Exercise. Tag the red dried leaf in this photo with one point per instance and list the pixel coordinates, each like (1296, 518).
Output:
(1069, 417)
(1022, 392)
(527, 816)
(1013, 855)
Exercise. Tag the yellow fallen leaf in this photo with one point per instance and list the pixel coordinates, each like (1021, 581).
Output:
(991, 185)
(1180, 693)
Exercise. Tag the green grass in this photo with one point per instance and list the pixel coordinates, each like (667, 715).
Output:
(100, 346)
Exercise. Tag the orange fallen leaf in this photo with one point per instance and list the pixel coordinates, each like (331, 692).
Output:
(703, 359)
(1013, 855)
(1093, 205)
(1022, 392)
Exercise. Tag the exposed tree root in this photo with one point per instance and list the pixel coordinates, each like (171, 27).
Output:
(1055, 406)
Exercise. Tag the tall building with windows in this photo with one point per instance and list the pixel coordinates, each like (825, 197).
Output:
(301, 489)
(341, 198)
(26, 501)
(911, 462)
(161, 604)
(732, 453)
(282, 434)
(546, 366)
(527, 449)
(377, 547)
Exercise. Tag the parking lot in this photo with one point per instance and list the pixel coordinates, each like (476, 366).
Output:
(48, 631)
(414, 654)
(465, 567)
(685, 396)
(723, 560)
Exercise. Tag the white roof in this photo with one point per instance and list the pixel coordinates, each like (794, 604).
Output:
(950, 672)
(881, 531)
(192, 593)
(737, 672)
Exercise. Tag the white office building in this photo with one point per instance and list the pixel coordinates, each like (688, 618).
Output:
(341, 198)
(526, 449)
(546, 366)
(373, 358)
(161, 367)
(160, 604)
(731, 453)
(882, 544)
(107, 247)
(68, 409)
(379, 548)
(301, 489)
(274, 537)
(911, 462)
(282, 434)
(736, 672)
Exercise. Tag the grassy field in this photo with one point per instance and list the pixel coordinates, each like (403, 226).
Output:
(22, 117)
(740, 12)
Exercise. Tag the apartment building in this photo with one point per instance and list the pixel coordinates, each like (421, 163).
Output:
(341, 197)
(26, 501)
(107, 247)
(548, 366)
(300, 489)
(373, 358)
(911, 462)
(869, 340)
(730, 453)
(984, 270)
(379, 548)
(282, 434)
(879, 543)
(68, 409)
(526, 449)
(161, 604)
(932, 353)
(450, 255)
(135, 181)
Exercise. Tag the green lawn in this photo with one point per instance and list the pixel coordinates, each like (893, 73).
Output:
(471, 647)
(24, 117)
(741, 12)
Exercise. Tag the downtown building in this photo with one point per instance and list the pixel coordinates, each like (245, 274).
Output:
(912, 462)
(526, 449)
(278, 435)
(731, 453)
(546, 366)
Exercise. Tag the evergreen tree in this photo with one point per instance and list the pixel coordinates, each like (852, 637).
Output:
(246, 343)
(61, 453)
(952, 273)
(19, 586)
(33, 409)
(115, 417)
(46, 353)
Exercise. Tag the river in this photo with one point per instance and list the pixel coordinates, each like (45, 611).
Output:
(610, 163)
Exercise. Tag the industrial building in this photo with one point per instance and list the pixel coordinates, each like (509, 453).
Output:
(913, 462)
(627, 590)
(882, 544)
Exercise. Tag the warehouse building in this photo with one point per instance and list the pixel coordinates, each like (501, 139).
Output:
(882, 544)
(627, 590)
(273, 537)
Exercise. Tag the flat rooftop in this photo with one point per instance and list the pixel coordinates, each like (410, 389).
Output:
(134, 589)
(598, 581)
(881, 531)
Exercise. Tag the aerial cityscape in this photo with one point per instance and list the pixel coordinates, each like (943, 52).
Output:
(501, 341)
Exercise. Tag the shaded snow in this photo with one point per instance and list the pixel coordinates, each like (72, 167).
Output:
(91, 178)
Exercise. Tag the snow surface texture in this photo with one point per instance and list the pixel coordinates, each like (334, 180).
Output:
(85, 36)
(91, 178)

**Aim**. Repeat, word for word, every line from the line that contains "Exercise. Tag the evergreen" to the end of the entries; include both of those lines and no others.

**Answer in full**.
Exercise. Tag the evergreen tree in this photo with one point per instance and list the pixel coordinates, each like (852, 637).
Output:
(246, 343)
(61, 453)
(952, 273)
(19, 586)
(33, 409)
(115, 417)
(46, 353)
Exercise. Tag the river in this photo with one point per instance and list the pixel coordinates, each like (45, 611).
Output:
(610, 163)
Exercise. Tag the industrial building in this photo with one point per instance and list the pixel coordinates, each like (509, 453).
Output:
(913, 462)
(627, 590)
(882, 544)
Exercise. Tag the warehouse building in this photo with one point per instance and list the pixel coordinates, each like (501, 139).
Output:
(882, 544)
(627, 590)
(273, 537)
Exercise. Tag the flat rooftop in this photo with one point per instance and list the pixel coordinates, each like (410, 389).
Output:
(134, 589)
(598, 581)
(881, 531)
Exercise. Tag the aerial cityscape in this photo with one point per instance and list the pixel coordinates, each like (943, 52).
Output:
(501, 341)
Exercise. Tag the shaded snow in this photo with one point per instance and list the pixel coordinates, each like (72, 167).
Output:
(91, 178)
Exercise. Tag the snow surface texture in this photo with one point per instance and list the pixel coordinates, each like (334, 180).
Output:
(85, 36)
(91, 178)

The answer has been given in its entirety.